---------- Quoted passage ----------

In histology and IHC, tissue adhesion and consistent staining are critical — and TOMO® slides deliver on both. Their hydrophilic, proprietary surface ensures samples stay put and reagents spread evenly, boosting reliability and reproducibility.
Designed for high-throughput labs, automated staining, and digital scanning, TOMO® slides are rapidly becoming the new benchmark, reducing failed runs and elevating overall workflow quality. Below, we explore how they outperform traditional slides and share real-world case studies demonstrating their impact.
Exceptional Tissue Adhesion — Even in Tough Conditions
One of the biggest frustrations in histology is tissue lifting or loss during staining, washing or heat-based antigen retrieval — especially in delicate or tricky tissues like bone, fatty sections or nails. TOMO’s hydrophilic adhesive surface holds tissue securely throughout these demanding steps.
Why it matters:
Less tissue detachment → fewer repeated runs
Higher slide success rates → more reliable diagnostics
Consistent, High-Quality Staining
The TOMO surface promotes uniform fluid distribution across the slide, which helps reagents spread evenly during staining reactions. That can improve staining quality and make slide interpretation more consistent.
Why it matters:
Better image clarity → clearer pathology reads
More reproducible results between slides
Optimised for Automated & Digital Workflows
Modern labs increasingly use automated IHC stainers and slide printers. TOMO slides are designed to integrate smoothly with these systems — including thermal transfer slide printers — because of their consistent, flat coating and surface properties.
Why it matters:
Seamless automation → workflow efficiency boosts
Reduced manual handling → fewer human errors
Fits digital slide pipelines → easier scan/AI readiness
Less Waste, Better Throughput
Because slides perform better with difficult tissues and in automated workflows, labs can reduce wasted slides and rework. According to broader histology digitisation trends, lab automation and reliable consumables cut costs and speed turnaround times significantly.

---------- Material shown ----------

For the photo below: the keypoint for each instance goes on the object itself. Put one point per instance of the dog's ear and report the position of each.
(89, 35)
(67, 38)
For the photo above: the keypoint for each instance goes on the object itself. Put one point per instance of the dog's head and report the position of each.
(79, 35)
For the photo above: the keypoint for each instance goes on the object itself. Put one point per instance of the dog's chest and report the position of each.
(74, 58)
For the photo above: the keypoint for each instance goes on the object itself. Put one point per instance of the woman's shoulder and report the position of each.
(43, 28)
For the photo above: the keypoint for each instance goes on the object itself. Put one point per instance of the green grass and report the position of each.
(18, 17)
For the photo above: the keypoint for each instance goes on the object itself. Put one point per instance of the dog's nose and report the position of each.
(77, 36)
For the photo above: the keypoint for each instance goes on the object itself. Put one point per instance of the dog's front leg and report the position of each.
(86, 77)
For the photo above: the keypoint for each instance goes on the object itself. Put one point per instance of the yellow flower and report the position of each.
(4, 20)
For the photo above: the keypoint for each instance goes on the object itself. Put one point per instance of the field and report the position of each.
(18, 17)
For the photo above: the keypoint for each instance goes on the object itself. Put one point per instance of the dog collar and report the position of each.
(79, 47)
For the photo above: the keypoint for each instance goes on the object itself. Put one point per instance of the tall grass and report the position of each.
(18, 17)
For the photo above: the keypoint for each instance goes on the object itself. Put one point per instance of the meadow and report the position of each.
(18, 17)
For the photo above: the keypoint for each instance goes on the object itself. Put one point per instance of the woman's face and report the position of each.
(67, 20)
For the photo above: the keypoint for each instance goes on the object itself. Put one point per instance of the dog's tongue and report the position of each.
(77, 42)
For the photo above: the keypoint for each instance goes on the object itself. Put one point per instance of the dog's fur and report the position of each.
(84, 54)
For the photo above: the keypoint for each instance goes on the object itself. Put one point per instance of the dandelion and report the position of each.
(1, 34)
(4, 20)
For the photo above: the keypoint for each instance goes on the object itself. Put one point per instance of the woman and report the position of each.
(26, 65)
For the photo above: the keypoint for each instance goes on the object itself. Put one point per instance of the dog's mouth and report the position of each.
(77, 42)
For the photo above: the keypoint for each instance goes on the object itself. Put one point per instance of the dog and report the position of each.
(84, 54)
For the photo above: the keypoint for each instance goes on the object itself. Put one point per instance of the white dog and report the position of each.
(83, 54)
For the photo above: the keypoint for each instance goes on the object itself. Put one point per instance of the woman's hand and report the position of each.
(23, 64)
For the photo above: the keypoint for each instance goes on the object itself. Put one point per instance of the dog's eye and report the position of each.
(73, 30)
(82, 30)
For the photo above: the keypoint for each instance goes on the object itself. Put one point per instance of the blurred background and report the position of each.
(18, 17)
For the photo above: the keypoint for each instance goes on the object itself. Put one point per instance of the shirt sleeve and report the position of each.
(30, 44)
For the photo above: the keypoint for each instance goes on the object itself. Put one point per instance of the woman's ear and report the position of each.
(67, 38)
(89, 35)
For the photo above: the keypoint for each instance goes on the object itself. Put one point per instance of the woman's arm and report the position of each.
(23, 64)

----------
---------- Material shown ----------

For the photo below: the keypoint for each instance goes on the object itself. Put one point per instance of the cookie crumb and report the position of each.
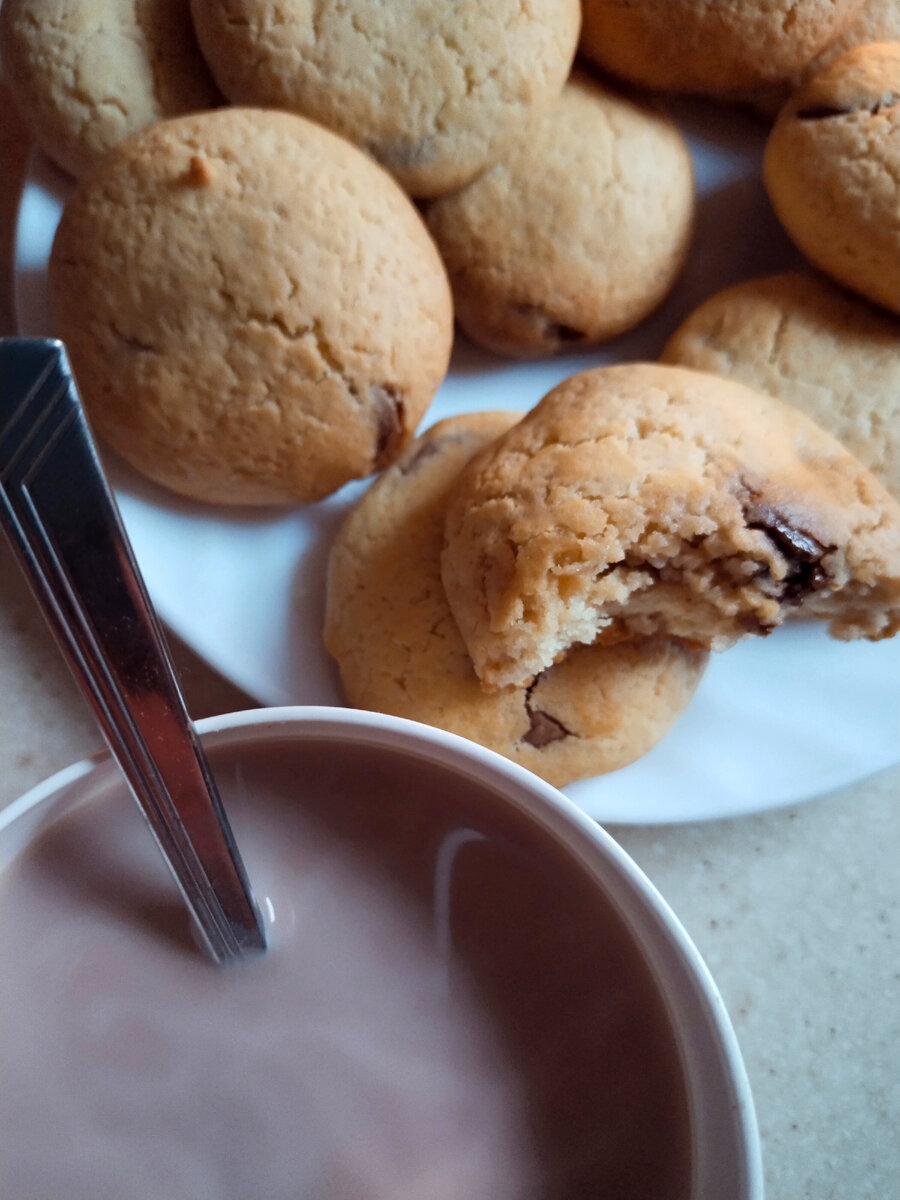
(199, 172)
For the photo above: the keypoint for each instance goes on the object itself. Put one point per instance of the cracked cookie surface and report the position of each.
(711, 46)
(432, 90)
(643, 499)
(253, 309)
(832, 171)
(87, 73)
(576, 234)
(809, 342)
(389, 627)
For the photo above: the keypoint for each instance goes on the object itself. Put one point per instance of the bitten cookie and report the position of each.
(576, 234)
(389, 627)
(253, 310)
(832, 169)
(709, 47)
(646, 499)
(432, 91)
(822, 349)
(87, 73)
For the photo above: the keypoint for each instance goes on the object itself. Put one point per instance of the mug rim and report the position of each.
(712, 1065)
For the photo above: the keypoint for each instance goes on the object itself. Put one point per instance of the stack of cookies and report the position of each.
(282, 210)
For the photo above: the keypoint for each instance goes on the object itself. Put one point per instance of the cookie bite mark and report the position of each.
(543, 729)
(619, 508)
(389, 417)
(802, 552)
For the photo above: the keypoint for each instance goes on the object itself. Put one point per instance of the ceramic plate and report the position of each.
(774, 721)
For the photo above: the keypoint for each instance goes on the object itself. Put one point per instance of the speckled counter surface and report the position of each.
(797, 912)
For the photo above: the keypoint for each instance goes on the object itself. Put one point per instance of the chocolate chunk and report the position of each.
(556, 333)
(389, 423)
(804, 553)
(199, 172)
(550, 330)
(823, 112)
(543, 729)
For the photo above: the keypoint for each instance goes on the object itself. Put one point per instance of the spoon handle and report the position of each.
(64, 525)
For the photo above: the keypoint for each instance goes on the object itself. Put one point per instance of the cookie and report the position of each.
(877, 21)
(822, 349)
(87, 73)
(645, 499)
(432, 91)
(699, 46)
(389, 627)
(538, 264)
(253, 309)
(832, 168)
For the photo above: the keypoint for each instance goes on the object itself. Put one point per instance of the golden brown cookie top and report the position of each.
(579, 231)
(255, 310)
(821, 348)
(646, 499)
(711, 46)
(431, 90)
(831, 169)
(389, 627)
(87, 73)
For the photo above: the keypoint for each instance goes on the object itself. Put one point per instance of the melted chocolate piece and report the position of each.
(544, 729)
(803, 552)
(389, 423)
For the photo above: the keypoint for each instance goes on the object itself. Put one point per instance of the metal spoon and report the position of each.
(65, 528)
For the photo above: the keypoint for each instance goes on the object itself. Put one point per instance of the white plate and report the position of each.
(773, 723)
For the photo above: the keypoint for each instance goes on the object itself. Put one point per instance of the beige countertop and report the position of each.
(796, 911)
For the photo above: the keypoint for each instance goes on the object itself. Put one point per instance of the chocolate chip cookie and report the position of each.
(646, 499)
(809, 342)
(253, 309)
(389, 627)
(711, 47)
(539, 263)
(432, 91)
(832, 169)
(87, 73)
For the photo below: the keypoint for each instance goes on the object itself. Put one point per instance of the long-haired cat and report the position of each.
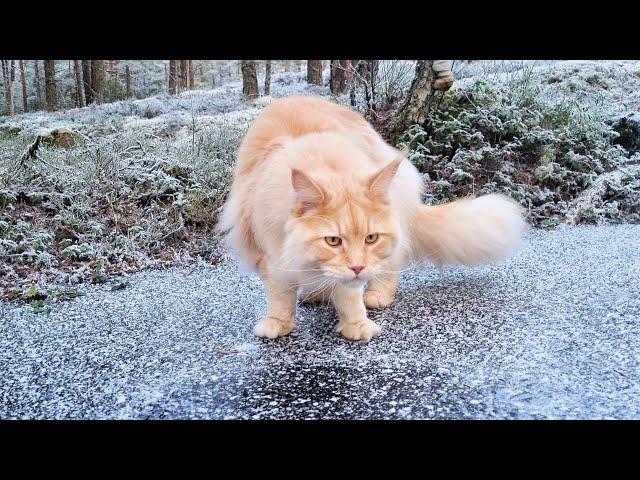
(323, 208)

----------

**What this exercise asks:**
(a) From the TOMO slides page, reproduce verbatim the passage starting with "Exceptional Tissue Adhesion" and going on through "interpretation more consistent.".
(b) According to the TOMO slides page, why do these slides integrate smoothly with automated stainers and slide printers? Answer in one to three sentences.

**Answers below:**
(a)
Exceptional Tissue Adhesion — Even in Tough Conditions
One of the biggest frustrations in histology is tissue lifting or loss during staining, washing or heat-based antigen retrieval — especially in delicate or tricky tissues like bone, fatty sections or nails. TOMO’s hydrophilic adhesive surface holds tissue securely throughout these demanding steps.
Why it matters:
Less tissue detachment → fewer repeated runs
Higher slide success rates → more reliable diagnostics
Consistent, High-Quality Staining
The TOMO surface promotes uniform fluid distribution across the slide, which helps reagents spread evenly during staining reactions. That can improve staining quality and make slide interpretation more consistent.

(b) TOMO slides integrate smoothly with automated IHC stainers and slide printers, including thermal transfer slide printers, because of their consistent, flat coating and surface properties.